**What is expected:**
Rewrite every line of the material below as a numbered list, skipping blank lines and leaving out the pictures.

**Input data:**
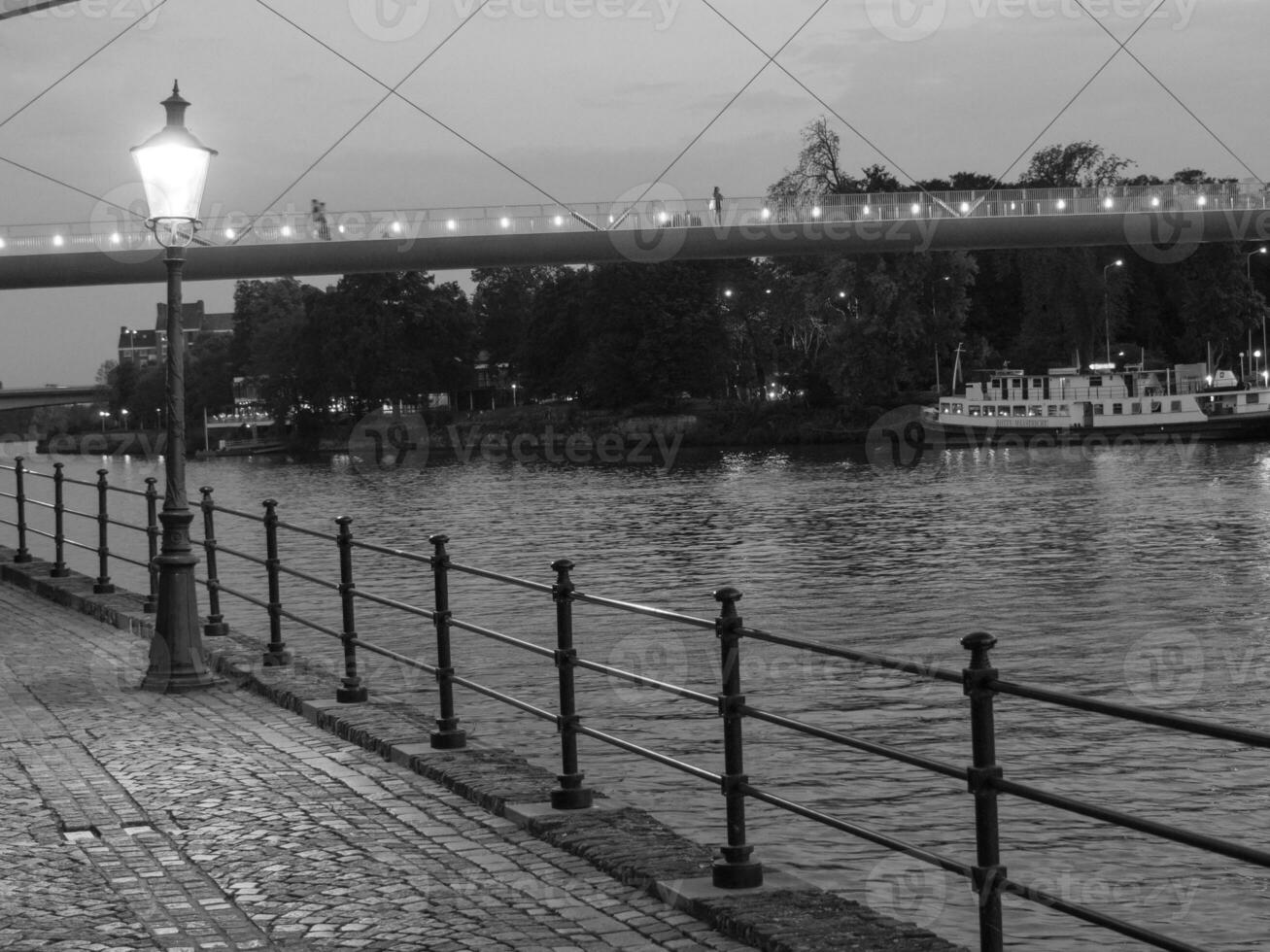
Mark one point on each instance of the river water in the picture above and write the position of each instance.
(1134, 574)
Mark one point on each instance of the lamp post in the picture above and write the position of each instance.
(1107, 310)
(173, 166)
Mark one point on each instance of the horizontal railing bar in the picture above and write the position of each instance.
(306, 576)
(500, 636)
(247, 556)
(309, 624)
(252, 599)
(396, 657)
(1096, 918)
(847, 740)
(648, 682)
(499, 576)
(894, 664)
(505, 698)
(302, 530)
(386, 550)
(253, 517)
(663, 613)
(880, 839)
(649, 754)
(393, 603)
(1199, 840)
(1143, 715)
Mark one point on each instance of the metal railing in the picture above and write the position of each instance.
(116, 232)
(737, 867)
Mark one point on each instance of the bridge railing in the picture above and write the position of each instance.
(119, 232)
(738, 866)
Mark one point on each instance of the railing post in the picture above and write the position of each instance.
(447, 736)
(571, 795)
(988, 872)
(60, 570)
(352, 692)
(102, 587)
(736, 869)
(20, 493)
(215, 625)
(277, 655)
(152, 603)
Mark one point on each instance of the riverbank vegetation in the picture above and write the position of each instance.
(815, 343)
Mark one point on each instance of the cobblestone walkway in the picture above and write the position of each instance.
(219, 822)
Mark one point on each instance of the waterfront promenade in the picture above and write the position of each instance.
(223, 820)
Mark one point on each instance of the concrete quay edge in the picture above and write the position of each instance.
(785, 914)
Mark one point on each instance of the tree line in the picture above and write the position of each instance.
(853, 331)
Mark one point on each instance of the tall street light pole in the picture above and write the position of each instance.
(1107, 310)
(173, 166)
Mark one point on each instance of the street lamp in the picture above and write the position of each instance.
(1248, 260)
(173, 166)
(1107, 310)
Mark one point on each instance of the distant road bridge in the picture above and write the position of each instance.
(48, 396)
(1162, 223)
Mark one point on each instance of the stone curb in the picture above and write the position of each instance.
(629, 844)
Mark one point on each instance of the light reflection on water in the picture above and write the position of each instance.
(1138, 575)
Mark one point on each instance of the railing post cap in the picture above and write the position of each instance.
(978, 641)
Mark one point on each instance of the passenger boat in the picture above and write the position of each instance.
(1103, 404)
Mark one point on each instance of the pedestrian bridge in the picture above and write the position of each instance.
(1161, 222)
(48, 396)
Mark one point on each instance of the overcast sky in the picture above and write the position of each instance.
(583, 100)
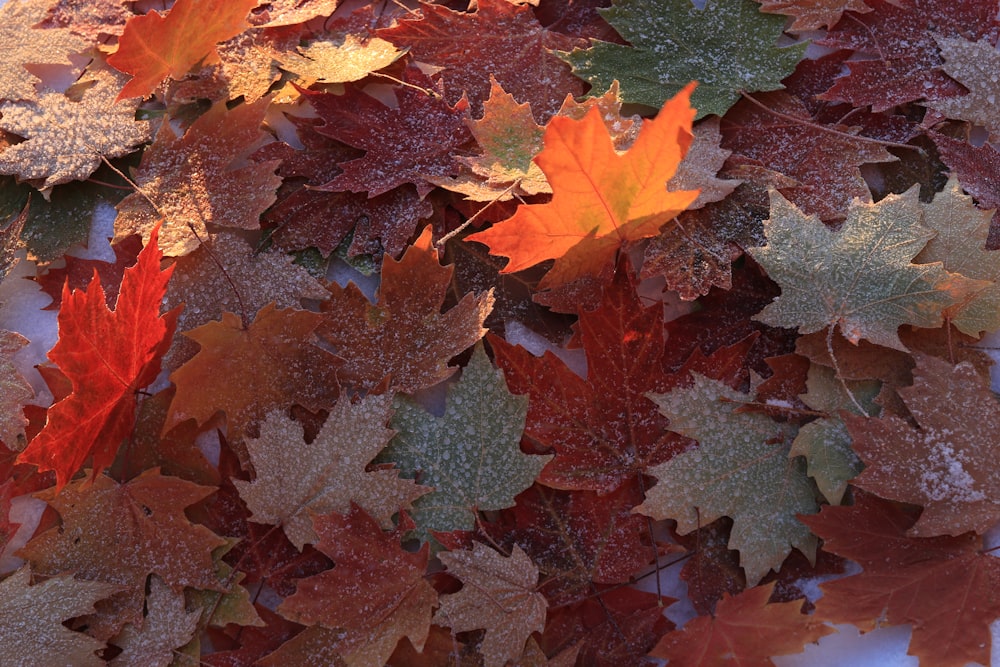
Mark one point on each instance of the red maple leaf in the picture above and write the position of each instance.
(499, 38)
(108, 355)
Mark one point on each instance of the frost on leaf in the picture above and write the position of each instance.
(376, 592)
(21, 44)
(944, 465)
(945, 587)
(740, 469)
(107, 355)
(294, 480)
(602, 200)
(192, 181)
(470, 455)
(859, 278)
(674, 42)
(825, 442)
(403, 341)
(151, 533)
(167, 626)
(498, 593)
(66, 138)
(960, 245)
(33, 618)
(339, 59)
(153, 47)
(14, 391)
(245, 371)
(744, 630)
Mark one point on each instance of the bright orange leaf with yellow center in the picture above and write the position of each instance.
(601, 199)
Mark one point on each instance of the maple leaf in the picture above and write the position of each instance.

**Response:**
1. Mark one point on each instance of the river water in the picture above and write the position of each instance.
2. (1134, 574)
3. Mark one point on each instance of the lamp post in the picture above and write the position of each instance.
4. (1107, 310)
5. (173, 166)
6. Mark one point on each instance of the horizontal railing bar in the picture above and write the position of each instance.
7. (306, 576)
8. (500, 636)
9. (247, 556)
10. (309, 624)
11. (252, 599)
12. (396, 657)
13. (1096, 918)
14. (847, 740)
15. (648, 682)
16. (499, 576)
17. (894, 664)
18. (505, 698)
19. (302, 530)
20. (386, 550)
21. (253, 517)
22. (663, 613)
23. (880, 839)
24. (649, 754)
25. (393, 603)
26. (1199, 840)
27. (1143, 715)
28. Mark one point on each instance of the metal railing in the picture above and write the position of each instance.
29. (116, 232)
30. (737, 867)
31. Mark one point on each instance of the bridge railing in the picture above and write the position of each instance.
32. (119, 232)
33. (738, 866)
34. Mark one point on each instance of the railing post in the picture above and write the position of each instance.
35. (447, 736)
36. (571, 795)
37. (988, 872)
38. (60, 570)
39. (352, 692)
40. (102, 587)
41. (736, 869)
42. (20, 493)
43. (215, 625)
44. (277, 655)
45. (152, 603)
46. Mark one point on each instance of the riverbank vegetation in the picture above and write the position of each instance.
47. (815, 343)
48. Mark one point on each instance of the cobblestone walkway in the picture above and write the position of each instance.
49. (219, 822)
50. Mark one point on each instance of the waterfront promenade in the picture above and write the position of each instance.
51. (223, 820)
52. Mark one point on each instance of the concrete quay edge in the picture above and write the position of each instance.
53. (785, 914)
54. Mark one point on each instance of the tree line in the picture above and write the position of each instance.
55. (853, 331)
56. Mark one point on each instance of the tall street light pole in the picture above and write the position of each instance.
57. (1107, 310)
58. (173, 166)
59. Mark one point on each instance of the street lamp in the picture above and write the position of each instance.
60. (1248, 260)
61. (173, 166)
62. (1107, 310)
63. Mark one point on each instance of the distant road bridge in the picture above and write the position of each instance.
64. (48, 396)
65. (1162, 223)
66. Mark one point on each instance of the stone curb in the picture above and write the position of each instance.
67. (629, 844)
68. Mark one point on each instance of the light reflection on water in the picture above and write the position of each instance.
69. (1138, 575)
70. Mark one point on each instance of the railing post cap in the picture above and write the position of each instance.
71. (978, 641)
72. Mark one point on each instance of the passenger boat in the picture above and write the position of each instance.
73. (1103, 404)
74. Mark one point on each instance of the pedestrian bridge in the picture above and write the position of each instance.
75. (1161, 222)
76. (48, 396)
77. Mark one point on each instance of the overcast sky in the picture above and write the position of each instance.
78. (583, 100)
79. Mark one point on each instance of the red maple leaf in the picture above and write the position of each instance.
80. (499, 38)
81. (108, 355)
82. Mark one point on each instance of the frost on leaf in the picture above and write the position of each instance.
83. (376, 592)
84. (21, 44)
85. (944, 465)
86. (945, 587)
87. (740, 469)
88. (107, 355)
89. (294, 480)
90. (602, 200)
91. (192, 181)
92. (470, 455)
93. (859, 278)
94. (674, 42)
95. (825, 442)
96. (403, 341)
97. (151, 533)
98. (167, 626)
99. (498, 593)
100. (66, 138)
101. (960, 245)
102. (33, 618)
103. (339, 59)
104. (153, 47)
105. (14, 391)
106. (245, 371)
107. (744, 630)
108. Mark one point on each instance of the bright orange leaf with yellow center in the picture above and write the position of each instance.
109. (601, 199)
110. Mark one point on each instance of the maple leaf in the picture above and write the position of each instance.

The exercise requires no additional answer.